** BEGIN Extract provided **

Minimizing this population loss shows that the LS estimator converges to the set of
weights that \emph{match the first two self-moments} of the labels, namely
$\{w : w^\top\muX = \wopt^\top\muX,\; w^\top\SigX w = \wopt^\top\SigX\wopt + \sigE^2\}$.
Three consequences follow: (i) the estimator is inconsistent whenever the noise is
nonzero; (ii) the $\SigX$-norm of every limiting estimate is inflated by exactly the
noise variance $\sigE^2$, \emph{independently of the dimension}, which explains the
amplification bias observed empirically in higher dimensions; and (iii) the result
collapses to the previously known scalar formula when $d=1$. We confirm every
quantitative prediction with simulations across dimensions and covariance structures.
\end{abstract}
% ============================================================
\section{Introduction}
% ============================================================
Linear regression is classically performed on data in which each label is
individually associated with its input features. In \emph{shuffled linear
regression}, this correspondence is lost: all labels are observed, but the mutual
ordering between features and labels is unknown~\cite{abid2017shuffled}. Concretely,
one observes features $\X \in \R^{n\times d}$ and labels $y \in \R^n$ generated by
\begin{equation}\label{eq:model}
y \;=\; \pi_0\, \X\, \wopt \;+\; e,
\end{equation}
where $\pi_0$ is an unknown $n\times n$ permutation matrix, $\wopt \in \R^d$ are the
unknown weights, and $e$ is additive noise. This model arises whenever a population of
objects is characterized by two separate measurement processes whose orderings cannot
be aligned---for example in flow cytometry, signaling with identical tokens, pose-and-
correspondence estimation, relational dating in archaeology, and data
de-anonymization~\cite{abid2017shuffled,pananjady2017denoising,unnikrishnan2018unlabeled}.

** END Extract provided **
** BEGIN Supplied information **

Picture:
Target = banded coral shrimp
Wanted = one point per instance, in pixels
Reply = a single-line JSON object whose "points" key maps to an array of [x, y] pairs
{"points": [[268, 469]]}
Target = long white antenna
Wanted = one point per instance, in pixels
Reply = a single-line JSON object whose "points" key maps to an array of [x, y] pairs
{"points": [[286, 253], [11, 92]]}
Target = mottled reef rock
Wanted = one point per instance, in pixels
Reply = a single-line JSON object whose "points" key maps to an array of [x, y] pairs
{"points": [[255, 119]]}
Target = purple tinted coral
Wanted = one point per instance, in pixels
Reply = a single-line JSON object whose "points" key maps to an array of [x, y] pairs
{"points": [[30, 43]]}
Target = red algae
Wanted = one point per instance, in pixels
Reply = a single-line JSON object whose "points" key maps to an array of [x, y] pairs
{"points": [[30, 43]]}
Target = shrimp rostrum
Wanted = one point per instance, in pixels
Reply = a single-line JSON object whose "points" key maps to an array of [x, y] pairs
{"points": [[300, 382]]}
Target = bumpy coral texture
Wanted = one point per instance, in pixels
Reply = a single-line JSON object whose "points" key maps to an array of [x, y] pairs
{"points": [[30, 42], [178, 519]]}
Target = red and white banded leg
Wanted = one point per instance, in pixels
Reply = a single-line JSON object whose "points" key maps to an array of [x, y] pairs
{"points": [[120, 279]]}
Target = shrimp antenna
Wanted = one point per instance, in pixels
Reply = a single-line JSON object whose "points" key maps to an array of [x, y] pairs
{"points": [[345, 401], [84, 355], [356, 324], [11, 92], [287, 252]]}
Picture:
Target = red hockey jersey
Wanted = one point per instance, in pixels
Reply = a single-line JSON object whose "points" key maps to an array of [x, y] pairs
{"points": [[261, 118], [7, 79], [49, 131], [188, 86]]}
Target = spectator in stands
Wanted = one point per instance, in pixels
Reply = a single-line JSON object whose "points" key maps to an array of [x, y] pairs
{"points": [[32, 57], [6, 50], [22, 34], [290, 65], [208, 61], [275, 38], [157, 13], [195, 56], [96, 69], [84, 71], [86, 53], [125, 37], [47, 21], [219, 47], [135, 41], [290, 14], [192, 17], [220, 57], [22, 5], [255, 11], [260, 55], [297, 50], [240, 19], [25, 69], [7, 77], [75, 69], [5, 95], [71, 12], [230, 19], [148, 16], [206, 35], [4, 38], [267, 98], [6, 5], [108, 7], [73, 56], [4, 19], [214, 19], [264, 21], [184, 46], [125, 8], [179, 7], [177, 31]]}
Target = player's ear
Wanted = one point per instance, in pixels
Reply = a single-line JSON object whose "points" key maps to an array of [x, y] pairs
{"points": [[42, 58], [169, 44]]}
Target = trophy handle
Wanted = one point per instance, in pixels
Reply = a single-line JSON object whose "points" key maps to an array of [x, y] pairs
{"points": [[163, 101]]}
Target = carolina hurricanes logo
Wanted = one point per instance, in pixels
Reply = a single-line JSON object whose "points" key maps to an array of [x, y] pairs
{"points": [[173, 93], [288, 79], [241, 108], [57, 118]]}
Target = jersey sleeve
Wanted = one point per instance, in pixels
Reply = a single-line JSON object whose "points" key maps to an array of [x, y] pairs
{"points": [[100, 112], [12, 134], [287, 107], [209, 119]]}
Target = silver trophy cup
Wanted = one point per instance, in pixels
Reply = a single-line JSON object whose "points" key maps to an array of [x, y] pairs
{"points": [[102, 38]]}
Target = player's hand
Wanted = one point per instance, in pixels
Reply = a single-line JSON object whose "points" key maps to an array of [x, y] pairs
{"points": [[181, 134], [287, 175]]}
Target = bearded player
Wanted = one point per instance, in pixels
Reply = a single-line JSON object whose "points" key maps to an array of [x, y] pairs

** END Supplied information **

Task list
- A) Translate this sentence from the shuffled linear regression excerpt into Spanish: "Linear regression is classically performed on data in which each label is individually associated with its input features."
- B) List every application area that the shuffled linear regression excerpt gives as an example of where the model arises.
- C) Retype the stretch of the shuffled linear regression excerpt from "Minimizing this population" through "and covariance structures.".
The records are not used in any of this work.

Answers to the tasks
- A) La regresión lineal se realiza clásicamente sobre datos en los que cada etiqueta está asociada individualmente con sus características de entrada.

- B)
- Flow cytometry
- Signaling with identical tokens
- Pose-and-correspondence estimation
- Relational dating in archaeology
- Data de-anonymization

- C)
Minimizing this population loss shows that the LS estimator converges to the set of
weights that \emph{match the first two self-moments} of the labels, namely
$\{w : w^\top\muX = \wopt^\top\muX,\; w^\top\SigX w = \wopt^\top\SigX\wopt + \sigE^2\}$.
Three consequences follow: (i) the estimator is inconsistent whenever the noise is
nonzero; (ii) the $\SigX$-norm of every limiting estimate is inflated by exactly the
noise variance $\sigE^2$, \emph{independently of the dimension}, which explains the
amplification bias observed empirically in higher dimensions; and (iii) the result
collapses to the previously known scalar formula when $d=1$. We confirm every
quantitative prediction with simulations across dimensions and covariance structures.